→ **TASK REQUIREMENTS**
Copy out every line below that contains the word "girl", treating uppercase and lowercase as different.

....

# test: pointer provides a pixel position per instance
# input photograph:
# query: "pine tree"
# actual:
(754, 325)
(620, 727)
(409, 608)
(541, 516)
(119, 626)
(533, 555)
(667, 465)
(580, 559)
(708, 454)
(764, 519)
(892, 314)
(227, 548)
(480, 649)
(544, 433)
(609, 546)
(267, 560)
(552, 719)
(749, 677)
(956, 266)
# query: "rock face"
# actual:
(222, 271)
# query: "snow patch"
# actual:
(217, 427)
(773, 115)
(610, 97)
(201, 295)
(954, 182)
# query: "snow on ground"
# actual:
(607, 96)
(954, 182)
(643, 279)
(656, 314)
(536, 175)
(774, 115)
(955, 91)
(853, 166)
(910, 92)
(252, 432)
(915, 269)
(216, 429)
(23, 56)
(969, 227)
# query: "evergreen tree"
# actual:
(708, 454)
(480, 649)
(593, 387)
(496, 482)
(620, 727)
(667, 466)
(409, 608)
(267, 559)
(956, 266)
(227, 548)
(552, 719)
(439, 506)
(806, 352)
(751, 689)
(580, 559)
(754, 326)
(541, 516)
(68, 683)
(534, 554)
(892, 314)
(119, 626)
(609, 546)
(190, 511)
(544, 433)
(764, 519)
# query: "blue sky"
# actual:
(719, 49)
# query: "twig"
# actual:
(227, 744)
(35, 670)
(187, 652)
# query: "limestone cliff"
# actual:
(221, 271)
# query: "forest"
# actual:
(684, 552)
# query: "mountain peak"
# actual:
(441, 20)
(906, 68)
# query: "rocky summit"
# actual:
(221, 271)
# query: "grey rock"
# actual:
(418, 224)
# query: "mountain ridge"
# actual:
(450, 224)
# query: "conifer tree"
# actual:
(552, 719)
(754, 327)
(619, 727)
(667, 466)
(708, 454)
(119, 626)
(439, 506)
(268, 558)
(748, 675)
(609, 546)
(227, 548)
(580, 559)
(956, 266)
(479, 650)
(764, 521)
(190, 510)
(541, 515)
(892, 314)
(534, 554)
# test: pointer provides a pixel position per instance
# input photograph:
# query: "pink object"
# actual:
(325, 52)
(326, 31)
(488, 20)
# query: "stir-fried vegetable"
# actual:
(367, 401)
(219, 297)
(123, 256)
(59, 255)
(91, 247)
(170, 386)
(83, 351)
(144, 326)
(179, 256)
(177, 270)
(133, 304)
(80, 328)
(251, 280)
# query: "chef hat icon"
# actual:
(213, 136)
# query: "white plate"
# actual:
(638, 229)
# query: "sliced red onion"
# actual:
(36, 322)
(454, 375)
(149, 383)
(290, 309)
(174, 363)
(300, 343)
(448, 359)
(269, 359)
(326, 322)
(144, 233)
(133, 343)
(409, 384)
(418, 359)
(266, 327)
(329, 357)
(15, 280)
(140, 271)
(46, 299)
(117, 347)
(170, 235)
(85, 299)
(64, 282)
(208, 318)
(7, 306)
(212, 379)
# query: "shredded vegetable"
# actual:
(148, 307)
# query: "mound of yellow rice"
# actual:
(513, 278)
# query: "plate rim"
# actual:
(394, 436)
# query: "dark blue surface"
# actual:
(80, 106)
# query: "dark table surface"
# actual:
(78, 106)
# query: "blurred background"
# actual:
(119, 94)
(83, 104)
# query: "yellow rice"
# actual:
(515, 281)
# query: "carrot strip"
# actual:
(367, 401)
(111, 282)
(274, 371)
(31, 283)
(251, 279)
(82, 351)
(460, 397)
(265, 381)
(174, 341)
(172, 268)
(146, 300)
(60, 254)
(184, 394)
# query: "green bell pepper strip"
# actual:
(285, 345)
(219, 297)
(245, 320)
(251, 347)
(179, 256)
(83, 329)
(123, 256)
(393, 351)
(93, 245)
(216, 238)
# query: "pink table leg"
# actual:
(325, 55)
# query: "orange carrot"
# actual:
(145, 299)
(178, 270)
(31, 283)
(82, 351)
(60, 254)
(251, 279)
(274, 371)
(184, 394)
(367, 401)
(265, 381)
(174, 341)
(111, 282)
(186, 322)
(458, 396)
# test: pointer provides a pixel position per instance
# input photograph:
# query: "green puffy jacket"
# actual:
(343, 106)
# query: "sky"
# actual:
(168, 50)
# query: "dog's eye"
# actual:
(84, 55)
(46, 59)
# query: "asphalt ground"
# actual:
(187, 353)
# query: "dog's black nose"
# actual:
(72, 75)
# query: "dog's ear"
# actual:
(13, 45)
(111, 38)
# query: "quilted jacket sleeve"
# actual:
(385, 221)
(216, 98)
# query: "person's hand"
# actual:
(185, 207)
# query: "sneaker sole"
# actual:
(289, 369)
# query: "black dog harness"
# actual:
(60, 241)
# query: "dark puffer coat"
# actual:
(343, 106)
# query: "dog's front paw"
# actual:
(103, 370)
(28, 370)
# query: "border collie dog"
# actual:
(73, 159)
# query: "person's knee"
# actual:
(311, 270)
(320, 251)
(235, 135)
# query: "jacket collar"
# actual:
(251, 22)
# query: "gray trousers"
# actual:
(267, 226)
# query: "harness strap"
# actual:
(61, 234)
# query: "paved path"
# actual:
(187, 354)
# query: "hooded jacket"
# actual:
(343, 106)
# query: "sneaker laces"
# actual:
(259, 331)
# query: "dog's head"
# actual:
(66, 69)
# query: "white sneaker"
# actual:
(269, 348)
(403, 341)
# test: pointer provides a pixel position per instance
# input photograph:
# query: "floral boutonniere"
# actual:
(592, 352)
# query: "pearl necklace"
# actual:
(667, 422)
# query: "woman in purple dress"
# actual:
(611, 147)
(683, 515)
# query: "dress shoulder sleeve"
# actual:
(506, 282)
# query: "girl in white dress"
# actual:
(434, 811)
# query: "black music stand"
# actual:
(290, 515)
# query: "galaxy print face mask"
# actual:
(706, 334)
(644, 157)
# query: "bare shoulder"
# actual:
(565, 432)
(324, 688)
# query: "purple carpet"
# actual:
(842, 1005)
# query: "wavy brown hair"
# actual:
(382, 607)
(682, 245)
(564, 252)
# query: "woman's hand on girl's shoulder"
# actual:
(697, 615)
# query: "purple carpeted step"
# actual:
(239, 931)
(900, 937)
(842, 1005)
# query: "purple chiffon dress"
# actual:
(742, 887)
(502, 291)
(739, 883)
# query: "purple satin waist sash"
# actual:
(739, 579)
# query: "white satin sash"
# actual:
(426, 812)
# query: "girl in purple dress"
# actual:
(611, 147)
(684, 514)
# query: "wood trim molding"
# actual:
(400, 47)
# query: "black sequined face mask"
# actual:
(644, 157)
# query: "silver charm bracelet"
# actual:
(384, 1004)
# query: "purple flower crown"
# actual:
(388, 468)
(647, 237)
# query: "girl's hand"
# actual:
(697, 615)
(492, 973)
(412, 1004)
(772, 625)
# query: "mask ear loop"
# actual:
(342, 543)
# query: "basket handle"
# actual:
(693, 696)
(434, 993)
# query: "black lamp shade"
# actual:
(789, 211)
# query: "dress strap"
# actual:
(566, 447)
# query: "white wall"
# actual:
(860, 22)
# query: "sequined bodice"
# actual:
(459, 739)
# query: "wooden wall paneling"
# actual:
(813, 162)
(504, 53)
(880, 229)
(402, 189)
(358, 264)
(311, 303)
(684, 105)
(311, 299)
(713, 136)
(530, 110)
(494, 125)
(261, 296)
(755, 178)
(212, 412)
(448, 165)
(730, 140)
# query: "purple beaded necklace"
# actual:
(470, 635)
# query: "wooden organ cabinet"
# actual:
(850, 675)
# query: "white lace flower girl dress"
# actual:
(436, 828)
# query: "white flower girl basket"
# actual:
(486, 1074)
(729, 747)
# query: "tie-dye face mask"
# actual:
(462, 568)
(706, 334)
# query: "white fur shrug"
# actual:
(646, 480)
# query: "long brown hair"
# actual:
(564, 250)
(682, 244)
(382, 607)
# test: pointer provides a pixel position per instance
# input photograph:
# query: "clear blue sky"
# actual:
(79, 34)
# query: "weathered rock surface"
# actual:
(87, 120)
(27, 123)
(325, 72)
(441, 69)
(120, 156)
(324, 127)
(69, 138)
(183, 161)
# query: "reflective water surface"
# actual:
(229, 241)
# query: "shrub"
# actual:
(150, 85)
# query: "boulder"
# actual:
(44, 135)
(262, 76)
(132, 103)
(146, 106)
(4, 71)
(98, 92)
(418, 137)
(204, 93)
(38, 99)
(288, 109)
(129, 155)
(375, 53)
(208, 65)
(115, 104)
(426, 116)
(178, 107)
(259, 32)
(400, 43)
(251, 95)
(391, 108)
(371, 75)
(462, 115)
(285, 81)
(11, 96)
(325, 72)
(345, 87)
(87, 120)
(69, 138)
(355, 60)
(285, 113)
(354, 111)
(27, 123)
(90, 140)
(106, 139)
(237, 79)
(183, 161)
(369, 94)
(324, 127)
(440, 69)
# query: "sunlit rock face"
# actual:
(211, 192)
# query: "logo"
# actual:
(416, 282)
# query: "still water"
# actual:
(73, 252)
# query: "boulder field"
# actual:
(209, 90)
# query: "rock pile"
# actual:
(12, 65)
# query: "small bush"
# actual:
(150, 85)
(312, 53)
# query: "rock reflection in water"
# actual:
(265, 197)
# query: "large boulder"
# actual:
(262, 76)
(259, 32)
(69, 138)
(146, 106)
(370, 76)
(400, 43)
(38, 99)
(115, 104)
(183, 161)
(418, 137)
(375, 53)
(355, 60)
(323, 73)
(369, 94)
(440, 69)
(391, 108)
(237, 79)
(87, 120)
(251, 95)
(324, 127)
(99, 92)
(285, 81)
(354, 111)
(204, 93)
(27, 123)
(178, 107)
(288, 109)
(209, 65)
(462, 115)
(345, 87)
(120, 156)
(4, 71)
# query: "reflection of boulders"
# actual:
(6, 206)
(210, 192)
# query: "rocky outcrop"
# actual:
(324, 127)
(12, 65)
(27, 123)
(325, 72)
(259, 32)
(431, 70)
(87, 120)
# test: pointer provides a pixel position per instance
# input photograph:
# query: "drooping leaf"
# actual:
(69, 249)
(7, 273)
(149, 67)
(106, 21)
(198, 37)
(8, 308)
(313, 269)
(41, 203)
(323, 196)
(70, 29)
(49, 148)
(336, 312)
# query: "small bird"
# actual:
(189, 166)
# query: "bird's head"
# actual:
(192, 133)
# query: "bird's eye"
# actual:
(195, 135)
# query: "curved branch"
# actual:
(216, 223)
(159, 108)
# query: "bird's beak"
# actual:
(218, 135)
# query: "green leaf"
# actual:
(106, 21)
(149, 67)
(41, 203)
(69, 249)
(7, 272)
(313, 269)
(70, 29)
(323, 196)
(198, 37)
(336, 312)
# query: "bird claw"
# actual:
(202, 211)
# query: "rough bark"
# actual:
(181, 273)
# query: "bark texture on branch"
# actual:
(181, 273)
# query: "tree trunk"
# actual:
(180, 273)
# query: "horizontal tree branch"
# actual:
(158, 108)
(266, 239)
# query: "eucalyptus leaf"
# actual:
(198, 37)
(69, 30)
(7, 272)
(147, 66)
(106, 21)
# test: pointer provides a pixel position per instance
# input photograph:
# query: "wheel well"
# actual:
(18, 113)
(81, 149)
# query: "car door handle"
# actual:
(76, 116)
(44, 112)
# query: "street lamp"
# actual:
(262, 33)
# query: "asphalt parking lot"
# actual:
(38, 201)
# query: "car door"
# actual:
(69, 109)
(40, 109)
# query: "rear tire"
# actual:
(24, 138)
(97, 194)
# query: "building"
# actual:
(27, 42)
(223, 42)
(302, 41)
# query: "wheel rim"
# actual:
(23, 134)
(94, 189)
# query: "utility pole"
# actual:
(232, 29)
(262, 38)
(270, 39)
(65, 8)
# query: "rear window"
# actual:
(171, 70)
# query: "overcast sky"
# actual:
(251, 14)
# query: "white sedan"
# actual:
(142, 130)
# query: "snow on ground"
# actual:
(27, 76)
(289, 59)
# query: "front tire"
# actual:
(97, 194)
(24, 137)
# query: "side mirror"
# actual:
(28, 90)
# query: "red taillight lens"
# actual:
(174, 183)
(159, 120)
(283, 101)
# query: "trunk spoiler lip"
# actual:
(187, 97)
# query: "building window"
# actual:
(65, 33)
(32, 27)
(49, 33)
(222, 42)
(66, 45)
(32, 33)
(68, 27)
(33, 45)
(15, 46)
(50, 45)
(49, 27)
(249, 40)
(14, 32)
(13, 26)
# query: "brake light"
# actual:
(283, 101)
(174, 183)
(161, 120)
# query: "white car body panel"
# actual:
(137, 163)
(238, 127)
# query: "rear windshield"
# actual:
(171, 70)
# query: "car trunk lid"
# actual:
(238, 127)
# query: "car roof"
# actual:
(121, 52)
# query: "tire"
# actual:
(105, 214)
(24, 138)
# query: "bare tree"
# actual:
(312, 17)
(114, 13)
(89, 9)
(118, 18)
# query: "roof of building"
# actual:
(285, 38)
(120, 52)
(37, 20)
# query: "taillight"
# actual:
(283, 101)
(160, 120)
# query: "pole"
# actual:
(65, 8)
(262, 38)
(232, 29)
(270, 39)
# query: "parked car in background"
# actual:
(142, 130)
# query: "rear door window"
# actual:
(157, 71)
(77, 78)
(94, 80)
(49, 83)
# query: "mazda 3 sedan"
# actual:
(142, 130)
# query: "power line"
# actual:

....

→ **IN RESPONSE**
# query: "girl in white dress"
# query: "woman's hand on girl's shoulder"
# query: "girl in purple dress"
# query: "girl's hand"
# query: "white lace flower girl dress"
# query: "white flower girl basket"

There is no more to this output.